LibSwe Cocoa Inc. launches first nursery - day 1

27 February, 2011 • Viktor Bengtsson • 5 minutes to read

(Post from old blog.)

Our cocoa seeds, in freshly harvested cocoa pods, arrived by air from Ghana last Thursday. After 2 hours of filling in papers at the airport we finally got them out. On our way back to town, in the late afternoon, uncertainty arose as to how quickly we would need to plant the seeds.

Fresh cocoa pods

Fresh cocoa pods.

According to the sage advise we got from cocoa farmers considerably more skilled than ourselves, fresh cocoa seeds starts to germinate 3-5 days after harvest. If the seeds germinate inside the pod, the planting operation becomes trickier and the result is often that fewer seeds grow up to become healthy trees.

We therefore decided to play it safe and travel up to Sanoiye immediately. The evening was spent throwing together everything we needed for the trip (tools, some manpower, food, a car & a driver). I managed to get to sleep around 1:30 AM, Friday morning, with the alarm set for 2:30 AM. At 3 AM my friend and colleague Reed came to pick me up at the hotel and we then got the rest of the guys (Joe and William) and left Monrovia.

Kakata by night

Kakata by night.

We arrived in Sanoyie around 7:30 in the morning and immediately set to work finding laborers for the day, and planning the day's work. Our goal was to construct the nursery shade, fill about 3000 bags with good black soil (which had to be found somewhere in the bush), and plant all the cocoa. After that we had to educate our local nursery manager in the daily procedures of the nursery.

Sanoyie at daybreak

Sanoyie at daybreak.

Unfortunately Friday is market day in Sanoyie, which makes it very difficult to find people willing and able to work. I was hoping for 30-40 persons to do the job, but we ended up with 15. While I trudged away into the bush to find suitable soil for our nursery bags (an exercise from which I have no pictures since my hands were covered in mud the whole time) Joe went to work directing the brushing and clearing of the nursery site.

Brushing the nursery

Brushing the nursery.

Bamboo for the nursery

Bamboo for the nursery.

I learnt a lot about local soil conditions from my 2 hours spent walking the forest in which we'll plant the cocoa, but it was William who found the perfect spot to take soil. Such soil should be high in nutrients (which means from the forest area), high in humus (which in Liberia means it should be taken in or close to a swamp), and fairly sandy to facilitate root formation.

--- Dataset records ---
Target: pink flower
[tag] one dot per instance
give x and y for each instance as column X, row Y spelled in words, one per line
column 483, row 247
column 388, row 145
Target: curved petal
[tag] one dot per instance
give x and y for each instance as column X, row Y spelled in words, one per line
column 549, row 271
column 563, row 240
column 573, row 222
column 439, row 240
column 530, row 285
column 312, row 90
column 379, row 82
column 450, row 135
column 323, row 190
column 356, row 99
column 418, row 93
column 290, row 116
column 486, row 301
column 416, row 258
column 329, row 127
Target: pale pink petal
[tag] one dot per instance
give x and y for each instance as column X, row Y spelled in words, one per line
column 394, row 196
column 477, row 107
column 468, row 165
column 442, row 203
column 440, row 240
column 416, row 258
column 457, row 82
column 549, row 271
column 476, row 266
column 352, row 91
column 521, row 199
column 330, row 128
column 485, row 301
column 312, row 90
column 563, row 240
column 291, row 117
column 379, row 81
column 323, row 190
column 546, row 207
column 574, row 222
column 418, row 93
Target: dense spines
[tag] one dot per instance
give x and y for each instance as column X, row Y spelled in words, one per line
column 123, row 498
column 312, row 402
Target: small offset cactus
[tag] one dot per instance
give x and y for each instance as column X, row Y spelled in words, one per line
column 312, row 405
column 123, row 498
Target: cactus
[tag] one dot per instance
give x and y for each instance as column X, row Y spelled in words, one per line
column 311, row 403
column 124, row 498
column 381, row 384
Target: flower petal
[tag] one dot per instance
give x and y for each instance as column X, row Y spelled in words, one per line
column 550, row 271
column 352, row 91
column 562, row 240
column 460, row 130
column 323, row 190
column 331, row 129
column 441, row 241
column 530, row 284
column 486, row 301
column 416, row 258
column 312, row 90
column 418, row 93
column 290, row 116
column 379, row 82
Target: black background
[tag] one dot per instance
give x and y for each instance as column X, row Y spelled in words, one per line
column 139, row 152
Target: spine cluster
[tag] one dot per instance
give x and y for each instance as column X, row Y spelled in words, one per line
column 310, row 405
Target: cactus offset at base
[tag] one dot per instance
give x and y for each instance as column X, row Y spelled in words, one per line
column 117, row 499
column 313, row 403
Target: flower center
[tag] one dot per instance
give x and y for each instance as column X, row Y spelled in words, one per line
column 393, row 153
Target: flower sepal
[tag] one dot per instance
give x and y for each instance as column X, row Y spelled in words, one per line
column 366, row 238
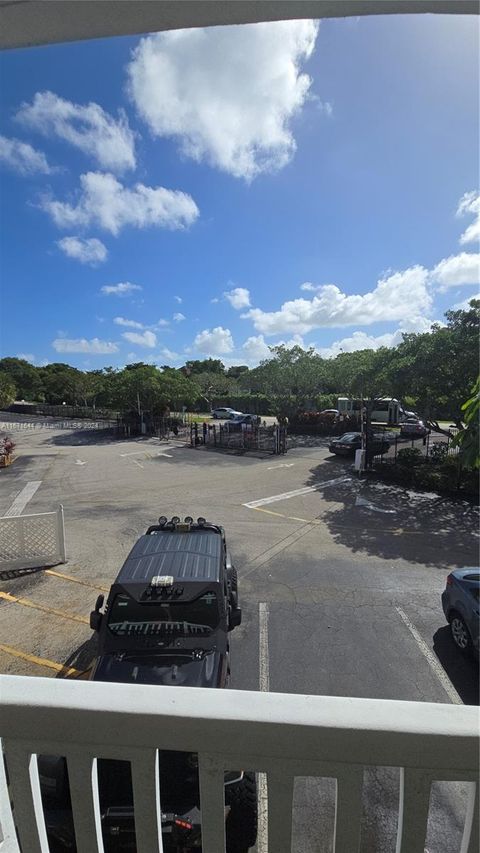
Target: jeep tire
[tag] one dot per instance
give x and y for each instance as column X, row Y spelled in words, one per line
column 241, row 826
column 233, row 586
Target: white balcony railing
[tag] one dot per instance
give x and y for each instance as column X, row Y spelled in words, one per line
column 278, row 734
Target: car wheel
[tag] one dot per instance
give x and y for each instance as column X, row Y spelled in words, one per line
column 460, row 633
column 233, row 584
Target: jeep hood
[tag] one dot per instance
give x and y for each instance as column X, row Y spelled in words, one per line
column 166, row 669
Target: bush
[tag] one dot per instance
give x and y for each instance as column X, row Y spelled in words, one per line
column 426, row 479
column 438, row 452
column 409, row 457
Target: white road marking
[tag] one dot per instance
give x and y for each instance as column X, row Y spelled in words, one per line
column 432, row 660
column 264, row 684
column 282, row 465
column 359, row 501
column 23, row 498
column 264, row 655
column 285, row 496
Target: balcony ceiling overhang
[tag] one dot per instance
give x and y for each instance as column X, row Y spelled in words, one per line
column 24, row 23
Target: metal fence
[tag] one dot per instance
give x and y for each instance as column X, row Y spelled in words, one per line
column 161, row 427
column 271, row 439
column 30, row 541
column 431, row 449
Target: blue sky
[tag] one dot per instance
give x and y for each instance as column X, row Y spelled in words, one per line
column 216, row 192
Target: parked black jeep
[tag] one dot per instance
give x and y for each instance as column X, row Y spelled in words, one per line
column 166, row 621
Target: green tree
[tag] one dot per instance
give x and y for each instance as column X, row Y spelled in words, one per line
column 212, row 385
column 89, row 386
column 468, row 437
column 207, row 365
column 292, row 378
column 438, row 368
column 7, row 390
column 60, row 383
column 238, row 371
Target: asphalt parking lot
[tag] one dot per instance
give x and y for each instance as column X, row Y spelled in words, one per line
==
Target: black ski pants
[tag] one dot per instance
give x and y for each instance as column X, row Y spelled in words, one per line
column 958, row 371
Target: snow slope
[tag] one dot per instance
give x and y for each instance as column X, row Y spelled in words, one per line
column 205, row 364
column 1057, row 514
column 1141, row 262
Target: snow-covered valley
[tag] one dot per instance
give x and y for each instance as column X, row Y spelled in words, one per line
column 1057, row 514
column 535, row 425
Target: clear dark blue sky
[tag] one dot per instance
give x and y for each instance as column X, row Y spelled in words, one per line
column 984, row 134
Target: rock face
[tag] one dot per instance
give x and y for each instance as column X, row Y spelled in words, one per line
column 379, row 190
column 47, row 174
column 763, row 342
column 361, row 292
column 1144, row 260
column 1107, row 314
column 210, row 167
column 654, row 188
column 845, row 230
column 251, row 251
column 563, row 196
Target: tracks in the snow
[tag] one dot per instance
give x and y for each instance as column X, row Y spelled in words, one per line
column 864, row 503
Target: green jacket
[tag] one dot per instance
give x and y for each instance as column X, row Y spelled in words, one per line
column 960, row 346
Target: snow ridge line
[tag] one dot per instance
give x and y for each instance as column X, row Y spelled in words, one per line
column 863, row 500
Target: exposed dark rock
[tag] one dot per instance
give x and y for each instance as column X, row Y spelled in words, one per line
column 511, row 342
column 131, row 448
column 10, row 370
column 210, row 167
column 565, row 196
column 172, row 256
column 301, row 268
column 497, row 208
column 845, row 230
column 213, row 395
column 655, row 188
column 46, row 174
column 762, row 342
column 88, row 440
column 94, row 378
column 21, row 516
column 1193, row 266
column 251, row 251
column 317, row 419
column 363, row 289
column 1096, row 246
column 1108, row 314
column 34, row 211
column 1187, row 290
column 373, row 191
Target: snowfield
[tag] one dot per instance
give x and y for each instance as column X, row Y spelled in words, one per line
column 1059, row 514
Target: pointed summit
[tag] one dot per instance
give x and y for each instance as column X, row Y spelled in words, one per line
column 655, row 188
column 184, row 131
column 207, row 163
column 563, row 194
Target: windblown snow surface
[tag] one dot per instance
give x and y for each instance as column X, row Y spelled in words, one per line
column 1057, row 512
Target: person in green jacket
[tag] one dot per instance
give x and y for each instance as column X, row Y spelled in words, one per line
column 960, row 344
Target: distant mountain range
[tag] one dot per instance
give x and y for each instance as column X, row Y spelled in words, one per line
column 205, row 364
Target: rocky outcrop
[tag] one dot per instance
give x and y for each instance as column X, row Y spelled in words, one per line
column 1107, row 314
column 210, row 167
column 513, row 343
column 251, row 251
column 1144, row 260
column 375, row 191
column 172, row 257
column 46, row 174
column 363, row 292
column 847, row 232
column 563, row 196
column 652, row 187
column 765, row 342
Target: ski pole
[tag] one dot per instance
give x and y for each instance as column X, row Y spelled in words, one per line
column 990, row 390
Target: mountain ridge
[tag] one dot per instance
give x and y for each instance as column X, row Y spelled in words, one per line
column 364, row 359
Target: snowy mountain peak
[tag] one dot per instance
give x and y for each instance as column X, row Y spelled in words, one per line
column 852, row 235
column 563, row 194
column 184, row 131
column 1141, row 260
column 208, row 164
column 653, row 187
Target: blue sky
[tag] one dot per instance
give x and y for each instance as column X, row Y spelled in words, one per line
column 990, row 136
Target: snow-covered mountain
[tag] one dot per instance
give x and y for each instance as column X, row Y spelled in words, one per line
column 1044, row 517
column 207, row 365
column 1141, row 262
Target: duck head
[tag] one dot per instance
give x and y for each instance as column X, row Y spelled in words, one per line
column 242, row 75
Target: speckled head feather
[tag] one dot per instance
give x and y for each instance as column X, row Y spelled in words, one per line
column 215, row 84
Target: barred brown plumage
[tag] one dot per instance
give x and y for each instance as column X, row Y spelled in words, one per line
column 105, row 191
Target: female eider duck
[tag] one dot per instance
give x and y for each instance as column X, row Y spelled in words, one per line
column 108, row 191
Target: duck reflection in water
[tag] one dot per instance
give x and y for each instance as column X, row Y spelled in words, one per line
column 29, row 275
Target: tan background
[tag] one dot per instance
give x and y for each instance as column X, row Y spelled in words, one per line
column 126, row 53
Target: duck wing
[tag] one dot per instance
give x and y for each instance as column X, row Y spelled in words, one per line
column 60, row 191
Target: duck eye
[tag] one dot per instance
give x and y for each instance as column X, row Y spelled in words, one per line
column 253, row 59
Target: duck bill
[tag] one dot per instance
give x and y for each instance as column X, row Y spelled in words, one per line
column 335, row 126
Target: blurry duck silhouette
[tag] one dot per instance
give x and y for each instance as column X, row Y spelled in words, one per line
---
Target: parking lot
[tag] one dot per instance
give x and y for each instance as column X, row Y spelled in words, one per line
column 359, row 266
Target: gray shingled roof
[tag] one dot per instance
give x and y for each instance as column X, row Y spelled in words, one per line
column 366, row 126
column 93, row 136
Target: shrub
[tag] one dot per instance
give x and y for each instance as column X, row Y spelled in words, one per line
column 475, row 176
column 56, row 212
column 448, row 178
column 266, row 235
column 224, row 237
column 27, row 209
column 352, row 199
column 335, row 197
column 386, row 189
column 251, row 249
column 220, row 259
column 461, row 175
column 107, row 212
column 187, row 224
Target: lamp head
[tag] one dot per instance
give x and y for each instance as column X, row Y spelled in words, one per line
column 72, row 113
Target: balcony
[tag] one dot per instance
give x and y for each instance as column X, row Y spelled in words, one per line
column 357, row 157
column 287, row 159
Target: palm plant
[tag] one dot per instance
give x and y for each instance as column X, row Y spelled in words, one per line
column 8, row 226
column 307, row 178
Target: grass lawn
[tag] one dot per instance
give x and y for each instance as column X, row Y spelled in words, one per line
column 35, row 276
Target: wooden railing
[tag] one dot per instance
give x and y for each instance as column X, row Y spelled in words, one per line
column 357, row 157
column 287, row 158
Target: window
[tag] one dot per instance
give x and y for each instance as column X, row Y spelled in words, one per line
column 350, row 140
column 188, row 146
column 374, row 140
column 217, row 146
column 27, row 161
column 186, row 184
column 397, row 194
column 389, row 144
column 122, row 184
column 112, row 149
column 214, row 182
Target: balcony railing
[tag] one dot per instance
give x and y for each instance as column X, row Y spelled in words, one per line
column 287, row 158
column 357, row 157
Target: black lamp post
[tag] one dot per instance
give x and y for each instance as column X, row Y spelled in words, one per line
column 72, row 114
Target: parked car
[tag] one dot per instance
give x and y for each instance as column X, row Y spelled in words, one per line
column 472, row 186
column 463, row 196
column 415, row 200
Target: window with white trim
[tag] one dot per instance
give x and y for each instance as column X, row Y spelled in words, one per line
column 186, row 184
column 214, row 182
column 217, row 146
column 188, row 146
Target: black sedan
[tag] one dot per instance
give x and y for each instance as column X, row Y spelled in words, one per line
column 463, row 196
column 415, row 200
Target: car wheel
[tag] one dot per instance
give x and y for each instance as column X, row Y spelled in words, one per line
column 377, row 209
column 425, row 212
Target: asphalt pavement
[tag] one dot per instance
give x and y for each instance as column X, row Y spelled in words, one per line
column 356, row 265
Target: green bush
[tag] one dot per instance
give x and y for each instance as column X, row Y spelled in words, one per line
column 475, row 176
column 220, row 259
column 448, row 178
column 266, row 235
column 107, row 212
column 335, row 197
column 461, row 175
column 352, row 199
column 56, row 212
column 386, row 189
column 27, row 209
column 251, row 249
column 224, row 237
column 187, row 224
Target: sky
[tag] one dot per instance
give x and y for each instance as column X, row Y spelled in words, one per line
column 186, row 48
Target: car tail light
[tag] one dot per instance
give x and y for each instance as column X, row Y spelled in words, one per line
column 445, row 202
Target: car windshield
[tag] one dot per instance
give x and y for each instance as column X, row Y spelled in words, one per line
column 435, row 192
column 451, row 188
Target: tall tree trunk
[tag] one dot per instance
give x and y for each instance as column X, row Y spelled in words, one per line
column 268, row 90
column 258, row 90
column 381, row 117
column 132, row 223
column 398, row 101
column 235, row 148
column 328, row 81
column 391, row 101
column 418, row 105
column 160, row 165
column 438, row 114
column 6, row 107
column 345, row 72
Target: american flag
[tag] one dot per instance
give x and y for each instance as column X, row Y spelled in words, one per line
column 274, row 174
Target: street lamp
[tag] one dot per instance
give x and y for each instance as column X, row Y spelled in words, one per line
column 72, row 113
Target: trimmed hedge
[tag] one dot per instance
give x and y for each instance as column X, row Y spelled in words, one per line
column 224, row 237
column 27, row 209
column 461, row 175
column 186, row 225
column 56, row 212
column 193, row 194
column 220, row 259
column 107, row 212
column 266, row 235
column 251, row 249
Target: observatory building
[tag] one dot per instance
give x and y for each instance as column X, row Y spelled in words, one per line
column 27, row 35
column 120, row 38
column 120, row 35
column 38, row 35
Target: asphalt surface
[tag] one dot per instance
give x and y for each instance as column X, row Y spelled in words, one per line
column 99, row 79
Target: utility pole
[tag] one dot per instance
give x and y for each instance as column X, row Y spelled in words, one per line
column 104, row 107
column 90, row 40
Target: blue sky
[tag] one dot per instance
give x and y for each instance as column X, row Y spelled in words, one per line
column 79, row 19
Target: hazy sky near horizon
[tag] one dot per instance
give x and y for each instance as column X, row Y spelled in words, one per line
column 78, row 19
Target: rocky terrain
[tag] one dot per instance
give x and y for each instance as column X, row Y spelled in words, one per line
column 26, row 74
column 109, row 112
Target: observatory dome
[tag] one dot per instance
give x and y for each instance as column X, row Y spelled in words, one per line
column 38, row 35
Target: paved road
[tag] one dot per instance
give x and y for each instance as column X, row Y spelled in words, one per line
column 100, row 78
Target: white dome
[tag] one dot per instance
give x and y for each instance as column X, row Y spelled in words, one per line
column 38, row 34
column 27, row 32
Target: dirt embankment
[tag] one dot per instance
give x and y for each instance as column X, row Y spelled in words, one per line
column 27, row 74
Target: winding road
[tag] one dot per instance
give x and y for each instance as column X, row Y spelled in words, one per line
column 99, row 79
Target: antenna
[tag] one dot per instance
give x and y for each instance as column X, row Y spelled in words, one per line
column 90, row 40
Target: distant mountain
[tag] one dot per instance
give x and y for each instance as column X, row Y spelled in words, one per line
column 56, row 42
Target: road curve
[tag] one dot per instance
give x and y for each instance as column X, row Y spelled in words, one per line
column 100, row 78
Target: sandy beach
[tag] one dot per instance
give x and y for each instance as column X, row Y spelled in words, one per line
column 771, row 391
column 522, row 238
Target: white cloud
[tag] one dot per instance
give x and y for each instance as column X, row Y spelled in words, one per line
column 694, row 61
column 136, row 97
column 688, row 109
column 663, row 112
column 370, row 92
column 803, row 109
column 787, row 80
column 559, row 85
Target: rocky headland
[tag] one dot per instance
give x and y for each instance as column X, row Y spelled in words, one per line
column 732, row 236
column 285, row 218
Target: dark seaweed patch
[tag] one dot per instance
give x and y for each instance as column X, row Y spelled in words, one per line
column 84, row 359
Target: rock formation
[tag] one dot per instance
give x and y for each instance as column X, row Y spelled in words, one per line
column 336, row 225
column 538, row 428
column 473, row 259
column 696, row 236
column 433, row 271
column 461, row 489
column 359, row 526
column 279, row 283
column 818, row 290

--- Short problem ---
Reproduce the cocoa nursery post word for word, from "Bamboo for the nursery." up to and including "facilitate root formation.". Rely on the cocoa nursery post alone.

--- Result of this task ---
Bamboo for the nursery.

I learnt a lot about local soil conditions from my 2 hours spent walking the forest in which we'll plant the cocoa, but it was William who found the perfect spot to take soil. Such soil should be high in nutrients (which means from the forest area), high in humus (which in Liberia means it should be taken in or close to a swamp), and fairly sandy to facilitate root formation.